Sans changer la jurisprudence, nous avons vraiment contribué, avec ce texte, à donner de la visibilité aux acteurs, notamment dans les plus petites entreprises, en leur fournissant des repères sur ce qu’on appelle les difficultés économiques. Tel était l’objet de l’article 67 de la loi.
M. le rapporteur. Vous avez, sinon le privilège, du moins la chance d’être entendue alors que nos travaux nous ont déjà permis d’auditionner un peu de monde – des experts, des représentants d’organisations syndicales, des responsables patronaux et M. Combrexelle. Il ressort de beaucoup de nos auditions, pour ne pas dire presque toutes, qu’il y a un flou autour de la notion de sauvegarde de la compétitivité et qu’il est à présent assez difficile d’identifier des situations dans lesquelles un licenciement ne serait pas justifié en son nom. Est-ce un risque ou un écueil que vous aviez identifié à l’époque ? Pourquoi cela n’a-t-il pas été pris en compte ? Et quel est votre regard sur l’analyse quasi unanime, voire unanime – je n’ai pas le souvenir d’avoir entendu autre chose – selon laquelle, de fait, cette notion floue facilite plutôt les licenciements que la sauvegarde de l’emploi ?
Mme Myriam El Khomri. J’ai eu aussi l’occasion d’entendre certaines personnes que vous avez auditionnées.
Je considère que le rôle d’un ministre est également, lorsqu’une jurisprudence est constante depuis vingt ans, de dire le droit. L’idée importante était qu’il y ait une baisse significative du taux de chômage, et nous avons laissé une place au juge.
La loi, qui était fondée sur le rapport de Jean-Denis Combrexelle, était consacrée à la négociation collective. La mesure dont vous parlez a focalisé l’attention et fait oublier la question de la culture du dialogue social, qui constituait l’essentiel du texte. Le débat, les polémiques, les controverses ont ensuite tourné, après la concertation et la présentation du projet de loi au Conseil des ministres, autour de l’article 2 et du développement de la négociation collective, qui a cristallisé les oppositions.
Il ne me semble pas que la notion retenue soit floue, et le juge a encore un rôle majeur en la matière. Vous avez vu, par ailleurs, qu’il n’y a pas eu d’augmentation du nombre des PSE, bien au contraire, après l’adoption de la loi. Je n’ai pas le sentiment, pour avoir entendu certains avocats et professeurs de droit qui sont intervenus devant votre commission, que l’idée selon laquelle la notion serait floue fasse l’unanimité. Nous avons repris, au mot près, une jurisprudence qui était constante.

* LIGNES AFFICHÉES:
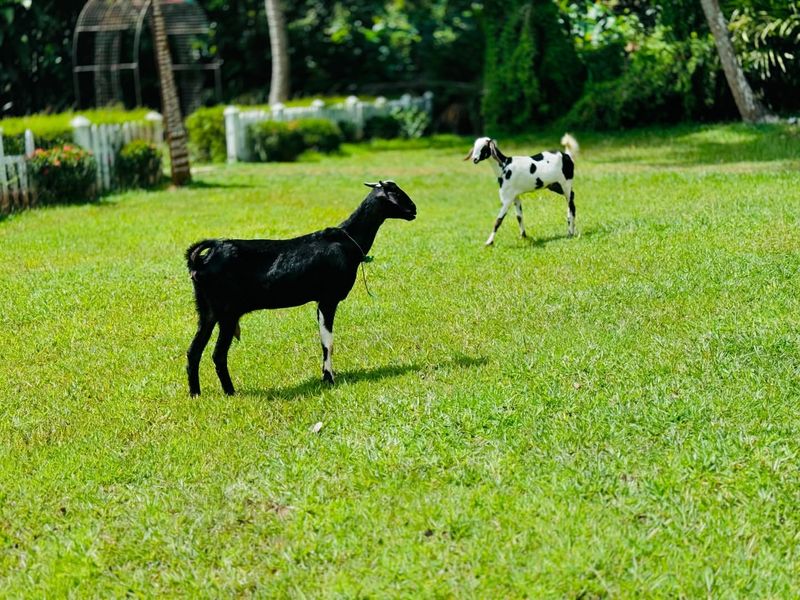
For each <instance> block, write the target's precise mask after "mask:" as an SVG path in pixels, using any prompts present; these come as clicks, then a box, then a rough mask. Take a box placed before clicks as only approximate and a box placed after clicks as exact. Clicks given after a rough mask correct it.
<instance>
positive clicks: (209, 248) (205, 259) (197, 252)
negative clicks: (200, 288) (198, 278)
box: [186, 240, 219, 281]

* TÂCHES ET EXERCICES:
(1) D'après la transcription de l'audition, sur quel rapport la loi était-elle fondée ?
(2) Reprenez la transcription de l'audition après sa dernière phrase et poursuivez-la.

* RÉPONSES AUX ACTIVITÉS:
(1) Sur le rapport de Jean-Denis Combrexelle.

(2)
M. le rapporteur. M. Combrexelle nous a dit que la modification du cadre juridique du licenciement économique et le plafonnement des indemnités prud’homales, intervenu par la suite, avaient profondément altéré l’équilibre du projet de loi initial. Avez-vous le sentiment que vous auriez pu, sur certains points, être plus fidèle au rapport de M. Combrexelle et à vos ambitions initiales ? Pour être clair, si vous deviez refaire le texte aujourd’hui, quels éléments garderiez-vous et lesquels modifieriez-vous, soit parce que vous n’étiez pas forcément convaincue à l’époque – mais il a fallu faire des compromis –, soit parce que vous auriez constaté par la suite un manque d’efficacité ou le fait qu’un objectif n’était pas atteint ?
Mme Myriam El Khomri. Je pense que Jean-Denis Combrexelle faisait allusion aux discussions de l’hiver 2015, au sein du Gouvernement et avec le Président de la République, au sujet du contenu du projet de loi et du contexte économique – la croissance redémarrait, des créations d’emploi avaient lieu, mais le chômage ne baissait pas. Je comprends qu’il y ait une certaine frustration, notamment parce que le rapport de M. Combrexelle était la base de plus de 90 % du texte, grosso modo – je n’ai pas vérifié et je sais que je suis sous serment. Au départ, il est vrai que c’était un projet de loi principalement centré sur le développement de la négociation collective.
Ai-je des regrets en ce qui concerne les 123 articles de la loi promulguée en août 2016 ? Non. J’ai des regrets en ce qui concerne la communication et le sentiment de trahison éprouvé par les partenaires sociaux, avec lesquels je menais des concertations, du fait de l’introduction dans le texte des deux mesures dont nous parlons. Mais on ne refait pas l’histoire. Par ailleurs, je peux comprendre qu’il y ait une certaine frustration chez quelqu’un qui a mené une mission sur un sujet aussi central que le développement de la négociation collective, dans la perspective d’une loi « travail » et non « emploi ».
D’autres éléments ont été intégrés dans le texte – le compte pénibilité, qui était un sujet en soi ; le compte personnel d’activité ; le compte personnel de formation (CPF) ; les fraudes au détachement des travailleurs, qui cristallisaient aussi beaucoup de discussions, notamment entre la Confédération de l’artisanat et des petites entreprises du bâtiment (Capeb) et le Medef ; le droit à la déconnexion, notamment sur la base du rapport de Bruno Mettling ; les licenciements économiques, qui ont été au cœur de la contestation, alors que la grande majorité des articles portaient sur la négociation collective. C’était là un vrai débat qui aurait mérité de se poursuivre, sur le principe de l’accord majoritaire ou sur ce qu’il faut laisser au niveau de l’entreprise ou de la branche. Le débat sur la place du contrat et de la loi n’est pas honteux – il existe aussi au sein de la gauche et du parti socialiste.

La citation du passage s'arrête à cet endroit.